━━━ DATA IN THIS EXERCISE

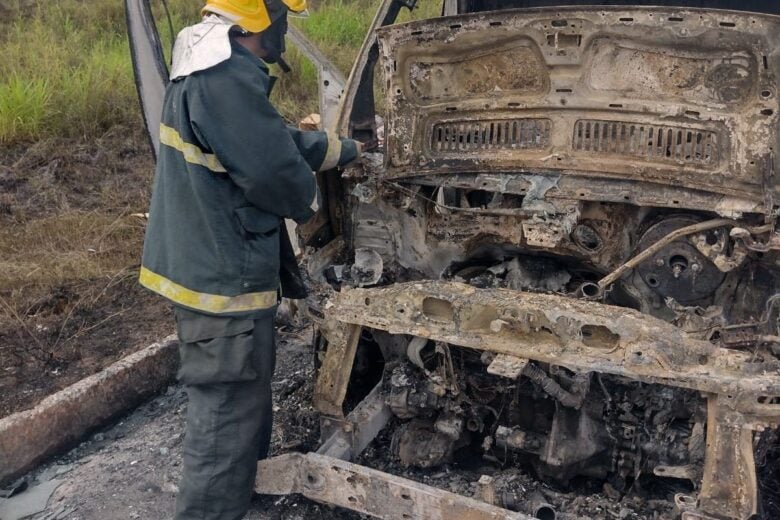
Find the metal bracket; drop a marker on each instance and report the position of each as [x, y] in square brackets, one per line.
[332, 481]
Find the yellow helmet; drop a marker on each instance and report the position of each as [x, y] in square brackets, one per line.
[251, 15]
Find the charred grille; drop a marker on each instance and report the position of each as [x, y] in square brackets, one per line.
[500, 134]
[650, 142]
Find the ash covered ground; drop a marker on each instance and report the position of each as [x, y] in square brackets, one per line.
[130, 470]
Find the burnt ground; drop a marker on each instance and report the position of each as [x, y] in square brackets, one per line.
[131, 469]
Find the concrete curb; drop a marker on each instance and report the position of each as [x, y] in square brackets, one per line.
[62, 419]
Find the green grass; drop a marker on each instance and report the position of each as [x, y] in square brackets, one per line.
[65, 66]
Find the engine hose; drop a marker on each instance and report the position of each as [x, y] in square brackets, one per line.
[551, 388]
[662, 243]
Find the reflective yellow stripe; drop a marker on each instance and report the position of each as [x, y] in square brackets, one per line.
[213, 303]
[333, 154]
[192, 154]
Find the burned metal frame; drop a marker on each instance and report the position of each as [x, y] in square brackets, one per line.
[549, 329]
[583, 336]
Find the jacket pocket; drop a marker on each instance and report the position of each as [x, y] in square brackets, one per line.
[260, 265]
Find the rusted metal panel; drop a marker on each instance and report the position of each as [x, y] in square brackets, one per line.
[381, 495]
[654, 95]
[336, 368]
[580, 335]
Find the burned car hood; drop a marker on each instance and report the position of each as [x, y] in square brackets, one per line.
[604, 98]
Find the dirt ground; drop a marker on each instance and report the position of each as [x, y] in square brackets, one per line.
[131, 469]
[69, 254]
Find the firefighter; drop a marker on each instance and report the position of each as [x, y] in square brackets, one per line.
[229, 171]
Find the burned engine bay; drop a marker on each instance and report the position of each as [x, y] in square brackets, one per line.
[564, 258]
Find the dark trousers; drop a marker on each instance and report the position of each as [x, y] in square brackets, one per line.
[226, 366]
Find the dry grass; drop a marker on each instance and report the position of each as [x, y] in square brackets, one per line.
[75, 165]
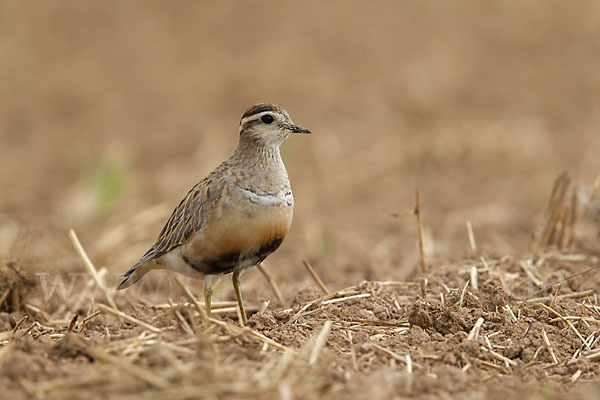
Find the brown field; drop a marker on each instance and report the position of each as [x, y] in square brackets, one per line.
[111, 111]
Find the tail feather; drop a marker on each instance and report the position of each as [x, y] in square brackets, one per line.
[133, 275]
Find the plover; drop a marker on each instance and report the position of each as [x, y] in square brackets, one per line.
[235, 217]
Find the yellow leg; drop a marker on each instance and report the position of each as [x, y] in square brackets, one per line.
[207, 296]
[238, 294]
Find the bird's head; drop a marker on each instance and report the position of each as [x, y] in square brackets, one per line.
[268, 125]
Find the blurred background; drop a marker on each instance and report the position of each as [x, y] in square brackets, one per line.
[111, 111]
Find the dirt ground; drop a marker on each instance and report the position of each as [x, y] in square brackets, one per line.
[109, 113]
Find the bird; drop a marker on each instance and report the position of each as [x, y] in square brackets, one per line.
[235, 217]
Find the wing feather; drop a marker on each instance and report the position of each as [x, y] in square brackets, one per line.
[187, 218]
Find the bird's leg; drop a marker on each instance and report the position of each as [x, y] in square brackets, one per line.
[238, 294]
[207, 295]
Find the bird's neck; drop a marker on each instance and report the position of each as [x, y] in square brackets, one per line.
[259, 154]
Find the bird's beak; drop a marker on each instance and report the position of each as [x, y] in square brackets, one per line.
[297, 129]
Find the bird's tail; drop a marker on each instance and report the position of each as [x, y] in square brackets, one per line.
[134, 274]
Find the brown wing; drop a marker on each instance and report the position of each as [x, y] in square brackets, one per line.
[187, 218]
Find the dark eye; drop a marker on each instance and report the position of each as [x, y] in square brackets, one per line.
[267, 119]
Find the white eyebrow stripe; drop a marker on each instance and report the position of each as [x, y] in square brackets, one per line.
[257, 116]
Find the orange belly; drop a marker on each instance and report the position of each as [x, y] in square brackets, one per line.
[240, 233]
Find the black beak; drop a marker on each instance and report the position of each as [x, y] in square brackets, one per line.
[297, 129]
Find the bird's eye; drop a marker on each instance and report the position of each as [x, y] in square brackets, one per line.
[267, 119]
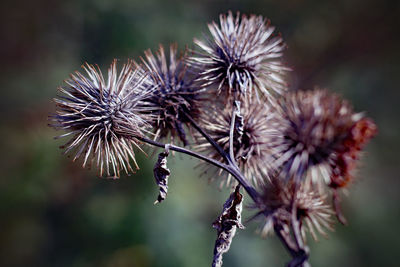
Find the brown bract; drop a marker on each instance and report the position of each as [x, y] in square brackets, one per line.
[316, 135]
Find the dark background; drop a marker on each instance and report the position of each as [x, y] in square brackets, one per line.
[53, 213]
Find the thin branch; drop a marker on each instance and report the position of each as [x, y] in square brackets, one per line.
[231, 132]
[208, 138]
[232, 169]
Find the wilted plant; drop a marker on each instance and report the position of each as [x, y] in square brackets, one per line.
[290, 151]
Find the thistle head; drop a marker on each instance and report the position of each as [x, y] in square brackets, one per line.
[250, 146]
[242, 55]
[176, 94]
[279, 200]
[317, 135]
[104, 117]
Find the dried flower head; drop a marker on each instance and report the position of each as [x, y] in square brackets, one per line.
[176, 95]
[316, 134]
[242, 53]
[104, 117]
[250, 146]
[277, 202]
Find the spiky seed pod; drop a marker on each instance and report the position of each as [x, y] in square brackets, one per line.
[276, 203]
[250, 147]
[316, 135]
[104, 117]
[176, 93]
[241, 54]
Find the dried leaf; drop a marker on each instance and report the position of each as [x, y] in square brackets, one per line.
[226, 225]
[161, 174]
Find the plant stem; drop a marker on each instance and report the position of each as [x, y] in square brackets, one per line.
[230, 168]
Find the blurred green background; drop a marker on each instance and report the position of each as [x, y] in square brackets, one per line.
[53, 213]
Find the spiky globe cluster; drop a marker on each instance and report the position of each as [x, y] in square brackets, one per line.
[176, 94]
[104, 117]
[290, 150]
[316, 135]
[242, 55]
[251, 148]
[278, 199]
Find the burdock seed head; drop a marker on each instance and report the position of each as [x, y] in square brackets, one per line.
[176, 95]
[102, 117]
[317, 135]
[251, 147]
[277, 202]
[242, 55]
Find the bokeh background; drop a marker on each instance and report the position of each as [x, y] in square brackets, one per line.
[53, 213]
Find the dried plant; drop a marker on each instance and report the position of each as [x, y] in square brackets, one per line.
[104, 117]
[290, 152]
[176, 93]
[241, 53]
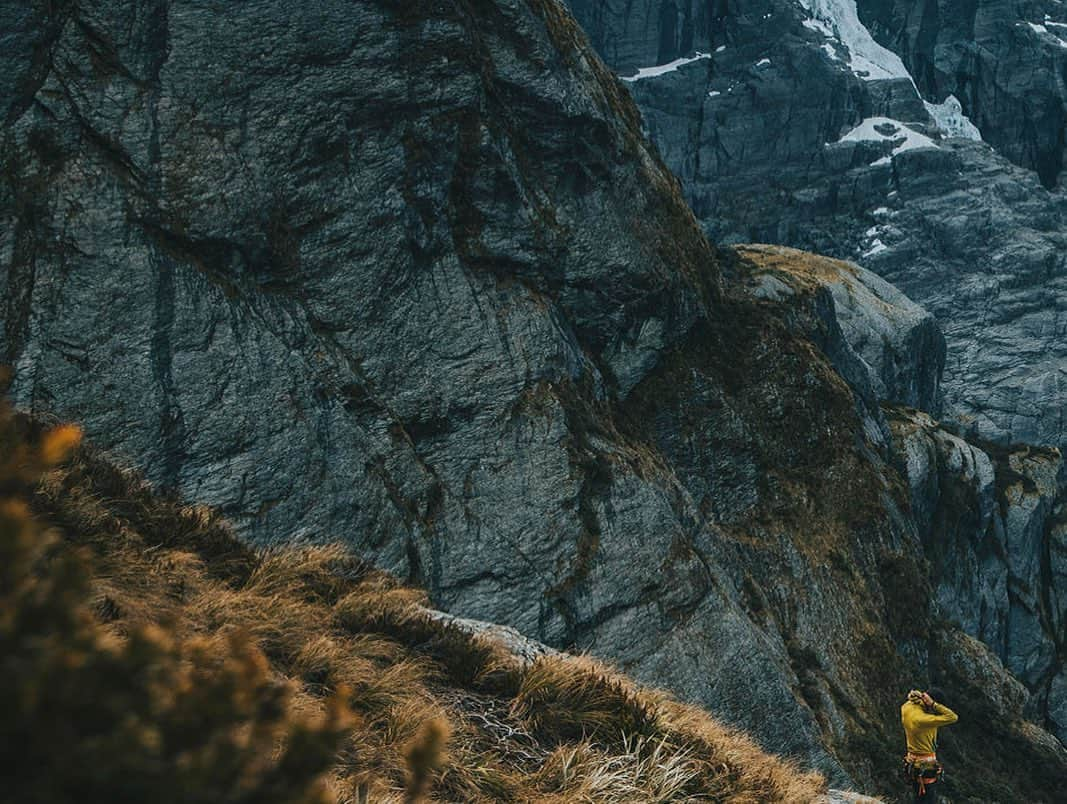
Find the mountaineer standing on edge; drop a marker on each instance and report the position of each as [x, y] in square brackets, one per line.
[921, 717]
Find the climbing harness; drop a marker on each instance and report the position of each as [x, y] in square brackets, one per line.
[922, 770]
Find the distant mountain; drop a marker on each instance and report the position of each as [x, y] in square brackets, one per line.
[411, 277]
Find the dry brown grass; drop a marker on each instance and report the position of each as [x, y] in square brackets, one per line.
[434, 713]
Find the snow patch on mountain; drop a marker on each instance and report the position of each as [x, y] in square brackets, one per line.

━━━━━━
━━━ DATA IN THIS EXERCISE

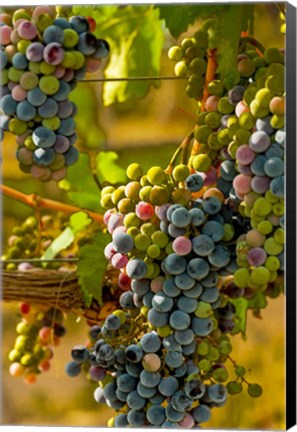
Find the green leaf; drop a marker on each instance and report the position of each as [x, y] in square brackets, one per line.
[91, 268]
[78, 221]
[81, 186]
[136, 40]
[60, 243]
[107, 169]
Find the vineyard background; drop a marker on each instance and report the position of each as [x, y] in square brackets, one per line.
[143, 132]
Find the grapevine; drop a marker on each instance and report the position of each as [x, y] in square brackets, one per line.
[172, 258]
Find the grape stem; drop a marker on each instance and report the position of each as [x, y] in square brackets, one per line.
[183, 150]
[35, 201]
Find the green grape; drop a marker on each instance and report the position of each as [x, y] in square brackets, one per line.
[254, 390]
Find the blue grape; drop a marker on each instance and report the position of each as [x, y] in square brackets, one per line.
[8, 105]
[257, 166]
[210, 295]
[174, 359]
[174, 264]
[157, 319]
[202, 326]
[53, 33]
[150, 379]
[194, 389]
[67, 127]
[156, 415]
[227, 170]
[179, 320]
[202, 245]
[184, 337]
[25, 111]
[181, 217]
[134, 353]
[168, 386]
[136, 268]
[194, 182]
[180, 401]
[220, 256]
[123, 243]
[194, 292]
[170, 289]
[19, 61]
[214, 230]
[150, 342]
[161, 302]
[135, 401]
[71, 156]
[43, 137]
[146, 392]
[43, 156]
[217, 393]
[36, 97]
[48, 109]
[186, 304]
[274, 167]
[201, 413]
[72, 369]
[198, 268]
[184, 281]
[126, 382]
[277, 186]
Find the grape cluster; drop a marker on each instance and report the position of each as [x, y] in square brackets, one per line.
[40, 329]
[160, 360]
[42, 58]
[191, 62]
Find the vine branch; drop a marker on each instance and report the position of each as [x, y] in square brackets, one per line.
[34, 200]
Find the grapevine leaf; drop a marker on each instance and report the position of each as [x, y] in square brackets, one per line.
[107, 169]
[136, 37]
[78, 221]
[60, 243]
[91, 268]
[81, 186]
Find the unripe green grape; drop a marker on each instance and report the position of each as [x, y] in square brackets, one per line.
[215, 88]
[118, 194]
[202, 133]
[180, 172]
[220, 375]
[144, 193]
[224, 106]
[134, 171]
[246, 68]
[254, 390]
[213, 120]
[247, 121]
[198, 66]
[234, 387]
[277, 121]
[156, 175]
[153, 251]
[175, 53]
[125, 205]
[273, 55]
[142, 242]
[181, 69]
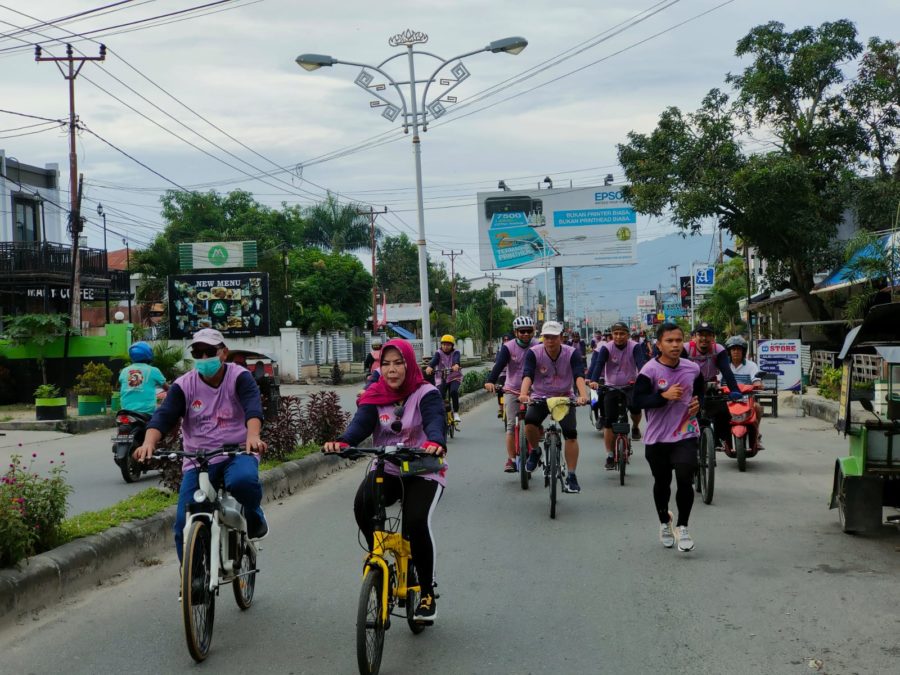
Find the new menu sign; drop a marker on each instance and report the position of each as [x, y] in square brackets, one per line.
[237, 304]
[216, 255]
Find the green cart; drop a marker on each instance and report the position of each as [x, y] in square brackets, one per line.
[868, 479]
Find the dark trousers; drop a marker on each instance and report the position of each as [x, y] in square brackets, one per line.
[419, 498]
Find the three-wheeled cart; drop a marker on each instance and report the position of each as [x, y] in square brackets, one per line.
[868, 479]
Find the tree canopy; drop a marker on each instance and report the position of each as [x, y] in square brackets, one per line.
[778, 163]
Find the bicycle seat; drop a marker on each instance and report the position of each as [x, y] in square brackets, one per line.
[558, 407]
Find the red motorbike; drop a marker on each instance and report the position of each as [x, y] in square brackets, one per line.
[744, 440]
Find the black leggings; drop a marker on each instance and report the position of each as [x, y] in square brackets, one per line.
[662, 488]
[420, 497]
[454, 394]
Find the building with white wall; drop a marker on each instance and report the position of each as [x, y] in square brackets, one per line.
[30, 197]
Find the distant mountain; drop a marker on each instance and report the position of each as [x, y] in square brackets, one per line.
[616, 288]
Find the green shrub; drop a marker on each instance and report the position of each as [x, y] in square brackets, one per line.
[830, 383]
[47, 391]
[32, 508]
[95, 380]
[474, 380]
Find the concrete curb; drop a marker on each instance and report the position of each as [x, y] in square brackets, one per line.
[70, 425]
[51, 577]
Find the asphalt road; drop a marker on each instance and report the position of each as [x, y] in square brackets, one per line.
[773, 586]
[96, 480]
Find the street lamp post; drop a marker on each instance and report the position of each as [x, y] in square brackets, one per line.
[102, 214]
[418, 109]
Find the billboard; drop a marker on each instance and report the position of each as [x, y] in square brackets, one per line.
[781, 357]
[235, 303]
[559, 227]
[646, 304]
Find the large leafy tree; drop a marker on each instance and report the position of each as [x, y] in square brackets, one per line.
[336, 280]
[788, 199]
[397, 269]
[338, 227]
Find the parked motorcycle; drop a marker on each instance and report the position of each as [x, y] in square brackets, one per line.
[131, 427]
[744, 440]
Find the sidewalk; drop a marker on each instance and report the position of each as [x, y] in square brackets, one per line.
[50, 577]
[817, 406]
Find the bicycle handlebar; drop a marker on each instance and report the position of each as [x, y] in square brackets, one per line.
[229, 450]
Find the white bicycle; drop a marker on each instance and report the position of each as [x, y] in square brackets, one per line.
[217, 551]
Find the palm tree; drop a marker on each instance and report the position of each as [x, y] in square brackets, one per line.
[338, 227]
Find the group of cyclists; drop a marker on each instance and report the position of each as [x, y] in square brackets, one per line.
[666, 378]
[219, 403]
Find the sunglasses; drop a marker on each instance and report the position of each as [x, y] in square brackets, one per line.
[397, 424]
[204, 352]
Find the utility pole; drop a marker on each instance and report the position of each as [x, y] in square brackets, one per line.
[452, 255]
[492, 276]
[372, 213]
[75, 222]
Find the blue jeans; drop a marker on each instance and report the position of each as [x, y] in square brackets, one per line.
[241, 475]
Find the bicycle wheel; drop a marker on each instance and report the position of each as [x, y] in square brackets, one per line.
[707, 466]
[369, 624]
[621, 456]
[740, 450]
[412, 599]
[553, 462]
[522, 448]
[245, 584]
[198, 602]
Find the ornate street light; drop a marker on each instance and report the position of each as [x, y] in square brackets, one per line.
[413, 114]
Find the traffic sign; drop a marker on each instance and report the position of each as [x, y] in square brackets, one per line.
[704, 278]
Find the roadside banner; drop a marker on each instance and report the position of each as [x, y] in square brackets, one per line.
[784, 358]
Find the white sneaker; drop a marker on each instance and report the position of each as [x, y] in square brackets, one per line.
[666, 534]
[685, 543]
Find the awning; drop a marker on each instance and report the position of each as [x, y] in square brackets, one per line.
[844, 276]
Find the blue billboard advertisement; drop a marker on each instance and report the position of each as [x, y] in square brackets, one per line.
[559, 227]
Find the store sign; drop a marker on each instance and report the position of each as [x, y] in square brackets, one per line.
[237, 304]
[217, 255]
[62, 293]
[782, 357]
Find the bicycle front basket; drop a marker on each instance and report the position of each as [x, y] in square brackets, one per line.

━━━━━━

#### TASK INSTRUCTIONS:
Locate each line in the items above that contains the string "grass" and copy those lines. Case matters.

#### COMPLETE ANSWER:
Find the green grass; drop a marker on each instance and report the position of each as [x, y] in square brackets, one per line.
Find the dry grass; drop a marker on each instance and report the position of each as [x, y] in square brackets, one per line.
Find the dry brown grass; drop a marker on each instance and report the position of each as [x, y] in square brackets, one per line.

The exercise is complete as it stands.